The request - Rewrite the part of the listing that opens with the line containing "of the parked" and runs through the end of the listing, putting "formatted like this sample" wherever "laid out like this sample" occurs and leaving everything else unchanged.
══════
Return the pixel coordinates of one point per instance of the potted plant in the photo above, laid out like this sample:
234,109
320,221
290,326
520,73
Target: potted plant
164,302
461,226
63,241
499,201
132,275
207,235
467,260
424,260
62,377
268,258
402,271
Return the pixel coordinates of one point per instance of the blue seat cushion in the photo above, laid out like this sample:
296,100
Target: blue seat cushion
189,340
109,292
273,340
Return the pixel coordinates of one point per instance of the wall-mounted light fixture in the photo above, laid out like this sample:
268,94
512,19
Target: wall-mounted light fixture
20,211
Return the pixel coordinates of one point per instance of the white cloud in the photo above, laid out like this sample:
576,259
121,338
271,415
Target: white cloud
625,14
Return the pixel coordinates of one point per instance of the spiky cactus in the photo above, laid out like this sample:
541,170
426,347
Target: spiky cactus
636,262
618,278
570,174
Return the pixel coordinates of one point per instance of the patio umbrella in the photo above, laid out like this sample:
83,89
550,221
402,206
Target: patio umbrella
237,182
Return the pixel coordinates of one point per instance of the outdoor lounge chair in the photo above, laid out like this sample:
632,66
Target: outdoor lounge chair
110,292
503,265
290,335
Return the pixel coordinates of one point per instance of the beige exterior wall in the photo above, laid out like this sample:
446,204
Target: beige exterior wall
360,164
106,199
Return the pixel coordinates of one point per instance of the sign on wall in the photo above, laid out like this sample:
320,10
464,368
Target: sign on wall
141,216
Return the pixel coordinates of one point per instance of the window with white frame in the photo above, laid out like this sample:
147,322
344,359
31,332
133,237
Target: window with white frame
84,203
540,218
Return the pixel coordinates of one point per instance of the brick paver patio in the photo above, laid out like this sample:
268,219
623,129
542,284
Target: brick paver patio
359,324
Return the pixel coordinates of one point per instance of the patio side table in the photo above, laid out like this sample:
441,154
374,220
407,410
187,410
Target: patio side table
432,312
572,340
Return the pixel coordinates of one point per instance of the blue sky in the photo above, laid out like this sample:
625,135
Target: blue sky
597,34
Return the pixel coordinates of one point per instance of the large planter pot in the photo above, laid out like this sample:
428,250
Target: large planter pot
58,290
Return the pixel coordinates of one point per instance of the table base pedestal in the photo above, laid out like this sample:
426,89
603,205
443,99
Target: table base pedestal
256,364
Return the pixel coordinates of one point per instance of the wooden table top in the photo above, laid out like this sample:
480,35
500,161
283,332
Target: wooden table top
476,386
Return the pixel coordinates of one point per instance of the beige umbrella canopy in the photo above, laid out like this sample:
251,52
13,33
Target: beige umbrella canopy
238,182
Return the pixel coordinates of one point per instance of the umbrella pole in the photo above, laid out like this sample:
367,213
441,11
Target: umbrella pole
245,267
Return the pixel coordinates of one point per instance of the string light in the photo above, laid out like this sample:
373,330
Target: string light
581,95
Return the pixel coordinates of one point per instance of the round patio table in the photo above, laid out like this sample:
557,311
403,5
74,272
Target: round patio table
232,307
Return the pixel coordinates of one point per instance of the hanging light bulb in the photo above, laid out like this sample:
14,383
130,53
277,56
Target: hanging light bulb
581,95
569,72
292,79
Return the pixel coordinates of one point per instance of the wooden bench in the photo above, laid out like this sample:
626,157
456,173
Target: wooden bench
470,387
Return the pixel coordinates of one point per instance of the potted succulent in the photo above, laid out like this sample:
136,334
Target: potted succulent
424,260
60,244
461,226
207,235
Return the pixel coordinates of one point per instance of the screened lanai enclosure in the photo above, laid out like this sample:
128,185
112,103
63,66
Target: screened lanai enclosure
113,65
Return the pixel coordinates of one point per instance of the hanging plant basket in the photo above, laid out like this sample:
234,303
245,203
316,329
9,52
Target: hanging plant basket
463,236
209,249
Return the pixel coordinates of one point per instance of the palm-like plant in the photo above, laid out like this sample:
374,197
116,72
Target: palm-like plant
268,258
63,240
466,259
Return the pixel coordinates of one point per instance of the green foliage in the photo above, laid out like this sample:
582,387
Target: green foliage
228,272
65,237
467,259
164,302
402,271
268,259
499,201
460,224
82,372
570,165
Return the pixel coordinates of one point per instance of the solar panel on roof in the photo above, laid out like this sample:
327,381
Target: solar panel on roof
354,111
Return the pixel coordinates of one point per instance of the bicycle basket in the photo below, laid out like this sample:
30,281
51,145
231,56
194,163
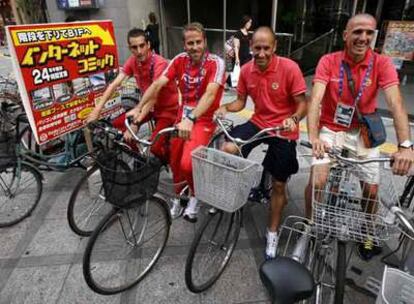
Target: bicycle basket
397,287
223,180
340,209
127,177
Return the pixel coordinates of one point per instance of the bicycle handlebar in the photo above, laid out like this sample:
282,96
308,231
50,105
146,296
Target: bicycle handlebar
145,142
255,137
336,154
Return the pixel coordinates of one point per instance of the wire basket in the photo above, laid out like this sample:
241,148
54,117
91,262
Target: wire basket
127,177
223,180
397,287
340,209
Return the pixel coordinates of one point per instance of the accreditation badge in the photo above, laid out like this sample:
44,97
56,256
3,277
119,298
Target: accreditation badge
187,111
344,114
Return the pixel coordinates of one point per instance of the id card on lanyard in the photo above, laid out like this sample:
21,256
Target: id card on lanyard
344,113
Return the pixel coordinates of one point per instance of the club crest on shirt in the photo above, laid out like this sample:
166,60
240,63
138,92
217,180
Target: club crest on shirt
275,85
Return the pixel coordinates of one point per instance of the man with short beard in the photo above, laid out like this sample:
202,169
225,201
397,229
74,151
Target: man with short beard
200,77
333,119
277,89
145,66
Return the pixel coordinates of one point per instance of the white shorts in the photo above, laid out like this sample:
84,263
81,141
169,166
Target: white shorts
351,140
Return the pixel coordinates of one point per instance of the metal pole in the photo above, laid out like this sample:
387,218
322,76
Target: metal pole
224,27
364,6
188,11
354,7
274,14
379,10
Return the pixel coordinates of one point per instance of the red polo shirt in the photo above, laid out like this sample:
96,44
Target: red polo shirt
193,82
167,104
272,91
383,75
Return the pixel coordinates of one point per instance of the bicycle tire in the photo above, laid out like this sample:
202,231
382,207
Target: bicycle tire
234,223
84,214
340,272
408,193
106,268
13,206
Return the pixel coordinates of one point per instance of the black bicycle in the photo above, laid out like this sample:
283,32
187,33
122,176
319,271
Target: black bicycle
130,238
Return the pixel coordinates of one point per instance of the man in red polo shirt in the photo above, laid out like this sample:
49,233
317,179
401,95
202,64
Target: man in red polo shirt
338,125
145,66
277,88
200,76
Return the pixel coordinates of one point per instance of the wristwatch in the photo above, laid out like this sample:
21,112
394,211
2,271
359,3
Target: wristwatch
406,144
191,117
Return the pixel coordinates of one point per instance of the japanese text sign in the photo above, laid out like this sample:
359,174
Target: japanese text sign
399,40
62,69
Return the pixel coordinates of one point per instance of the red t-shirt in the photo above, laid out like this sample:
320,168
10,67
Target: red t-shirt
181,70
167,103
272,91
383,75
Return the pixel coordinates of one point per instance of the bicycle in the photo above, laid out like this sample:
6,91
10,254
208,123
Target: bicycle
216,238
20,182
338,218
128,241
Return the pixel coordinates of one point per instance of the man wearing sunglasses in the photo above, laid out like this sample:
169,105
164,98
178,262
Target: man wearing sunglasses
145,66
345,88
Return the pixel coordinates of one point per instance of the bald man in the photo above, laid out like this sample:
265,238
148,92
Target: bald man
277,88
333,119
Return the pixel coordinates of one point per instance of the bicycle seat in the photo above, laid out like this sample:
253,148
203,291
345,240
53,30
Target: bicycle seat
286,280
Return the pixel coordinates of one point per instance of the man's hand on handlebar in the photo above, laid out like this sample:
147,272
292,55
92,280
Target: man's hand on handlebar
403,160
221,112
184,128
318,148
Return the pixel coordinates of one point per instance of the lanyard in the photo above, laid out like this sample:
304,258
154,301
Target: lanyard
187,79
345,67
152,64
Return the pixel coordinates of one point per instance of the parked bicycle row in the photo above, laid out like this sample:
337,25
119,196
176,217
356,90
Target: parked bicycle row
350,199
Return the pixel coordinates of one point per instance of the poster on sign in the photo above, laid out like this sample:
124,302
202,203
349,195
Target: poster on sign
══════
Task response -
Return the pixel coordinates of one point per instance of the parked bicycle row in the photo above, formatted like this sample:
337,25
119,196
176,217
356,90
Target: parked bicycle row
350,199
Return the pixel coordinates of one point per instance of the poster on sign in the photo above, formatted like this sample:
124,302
202,203
349,195
Target: poster on sign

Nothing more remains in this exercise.